··· Texte fourni
Je crois que les chats ne cherchent pas à être beaux. Ils le sont, tout simplement, sans effort, sans prétention. Ils n’ont pas besoin de miroir. Leur élégance n’a rien à prouver. Ils existent, ils respirent, ils traversent la pièce comme une idée. Et cette idée, c’est souvent celle de la grâce. Une forme d’intelligence tranquille, ancrée dans le corps.

Moi, je suis un humain. Je pense beaucoup trop. Je me regarde trop souvent dans le miroir, à la recherche d’un éclat dans l’œil, d’un soupçon d’assurance, ou d’un accord fragile entre ce que je montre et ce que je suis. J’ai appris à douter, à me justifier, à corriger mes gestes. Le chat, lui, n’apprend pas cela. Il est. Et son être n’est jamais désavoué par l’ombre de la honte.

Une vie sans remords

Il y a quelque chose d’injuste, parfois, à observer cette chatte. Comme si sa paix intérieure me renvoyait à mon agitation. Sa tranquillité me provoque, doucement, comme une griffe silencieuse. Elle dort sans remords, en boule, les pattes repliées comme une promesse tenue avec soi-même. Elle s’abandonne au sommeil avec une confiance insolente, celle que je n’ai jamais su apprivoiser. Moi, je ferme les yeux avec des listes dans la tête, des calculs, des scénarios, des regrets. Mon corps est tendu, même en repos, comme s’il craignait encore de ne pas suffire, même allongé. Elle mange quand elle a faim, sans se demander si c’est trop, sans se punir d’avoir cédé à l’envie. Moi, je mâche avec des questions dans ma tête. Avec des jugements. Avec des voix lointaines qui ont laissé en moi des règles absurdes.

Elle s’étire sans raison, pour le simple plaisir de sentir ses muscles s’éveiller, alors que, moi, je m’excuse de trop parler, de trop être, ou de ne pas l’être assez. Elle se retire dans un coin, là où la lumière chauffe le bois ou la céramique, et elle y reste des heures, habitée par la simplicité de l’instant. J’ai du mal à rester. Le silence me fait peur. L’immobilité me rappelle ce que je fuis.
······
» **Tâches à réaliser**
**1.** Recopie mot pour mot le passage du texte sur les chats qui va de « Je crois que » jusqu'à « dans le corps. » compris.
**2.** Écris la suite du texte sur les chats, à partir de sa dernière phrase.
··· Section des données
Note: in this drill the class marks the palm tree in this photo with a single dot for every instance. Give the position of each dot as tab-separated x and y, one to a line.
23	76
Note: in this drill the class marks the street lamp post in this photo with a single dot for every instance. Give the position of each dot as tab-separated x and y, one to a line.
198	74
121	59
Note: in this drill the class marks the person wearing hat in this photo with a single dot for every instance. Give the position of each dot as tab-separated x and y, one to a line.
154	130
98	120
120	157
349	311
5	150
······
» **Résultats par tâche**
**1.**
Je crois que les chats ne cherchent pas à être beaux. Ils le sont, tout simplement, sans effort, sans prétention. Ils n’ont pas besoin de miroir. Leur élégance n’a rien à prouver. Ils existent, ils respirent, ils traversent la pièce comme une idée. Et cette idée, c’est souvent celle de la grâce. Une forme d’intelligence tranquille, ancrée dans le corps.

**2.**
L’indifférence féline, mais avec de l’éducation

Et pourtant, dans son indifférence, elle m’éduque. Elle m’apprend la lenteur, le retrait, la présence pleine. Chaque mouvement est une leçon muette. Elle ne me regarde pas pour me plaire, ne se blottit pas contre moi pour me consoler — et c’est précisément cela qui me touche. Ce n’est jamais un geste pour obtenir quelque chose. C’est un geste pour être. Elle me rappelle que la beauté ne se crie pas, qu’elle n’a pas besoin d’être validée, applaudie, partagée. Elle n’est pas une construction fragile qu’on expose pour recevoir une approbation. Elle est dans la courbe du dos qui s’étire à l’aube, dans l’ombre du poil qui se lisse, dans l’économie des gestes. Elle est dans la respiration régulière d’un être qui ne doute pas de sa place.

Je la regarde s’installer, choisir avec soin l’endroit exact où la lumière est la plus douce, où le coussin est tiède, et je l’envie. Moi, je cherche sans cesse l’endroit juste : dans les relations, dans le travail, dans mes pensées. Je me débats avec les possibilités, les doutes, les contradictions. Elle, elle choisit, elle s’y dépose. Et elle reste. Ce n’est jamais spectaculaire. C’est toujours essentiel. La beauté qu’elle incarne est une forme de vérité : discrète, durable, enracinée dans l’instant. Une beauté sans vanité. Peut-être même sans conscience. Et c’est cette absence de regard sur soi, justement, qui fait toute la différence.

Je me demande parfois si la chatte comprend ce que je suis. Mes hésitations, mes absences, mes élans absurdes vers des choses qu’elle ne peut nommer. Elle me regarde parfois comme on regarde un animal étrange : bruyant, désordonné, incapable de rester immobile plus de cinq minutes. Mais elle demeure. C’est peut-être sa forme d’amour. Une fidélité sans chaînes, une présence qui ne cherche pas à réparer, juste à être là.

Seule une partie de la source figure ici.